* _Instructions to follow_:
Copy the rows below line for line, keeping each exactly the same, but leave out the pictures.

※

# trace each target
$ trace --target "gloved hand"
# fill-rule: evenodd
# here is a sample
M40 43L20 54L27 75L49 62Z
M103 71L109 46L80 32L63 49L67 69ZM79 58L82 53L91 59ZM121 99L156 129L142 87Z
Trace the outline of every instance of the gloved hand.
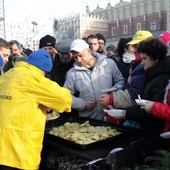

※

* _Result for this exercise_:
# trace each target
$ trace --target "gloved hand"
# fill-rule: evenodd
# here is a sample
M40 43L20 54L27 75L49 62Z
M103 71L109 46L80 32L63 49L67 69ZM79 58L82 53L91 59ZM121 99L156 129L142 87Z
Trace the outline of every instance of the gloved hand.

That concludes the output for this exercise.